Data to process
begin

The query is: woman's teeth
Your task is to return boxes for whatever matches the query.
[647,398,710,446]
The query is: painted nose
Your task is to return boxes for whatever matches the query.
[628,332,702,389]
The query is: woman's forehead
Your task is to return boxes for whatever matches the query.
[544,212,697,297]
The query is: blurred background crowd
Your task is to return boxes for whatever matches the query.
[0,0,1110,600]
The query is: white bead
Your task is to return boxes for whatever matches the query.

end

Exercise instructions
Transcribe all of the material above verbatim, preserving every line in its original order.

Reply to the exercise
The query is: woman's teeth
Your task is to return boxes for whatever matches the query.
[647,398,710,446]
The query is: painted nose
Your task is to return boxes for whatever matches the query.
[628,332,702,389]
The query is: woman's forehead
Your task is to return boxes for whatever matches the query.
[544,212,697,297]
The query is: blurred background crowd
Your task is to return boxes for whatever matches the query.
[0,0,1110,600]
The query is: white bead
Your task is to return boxes for whatever matches the query.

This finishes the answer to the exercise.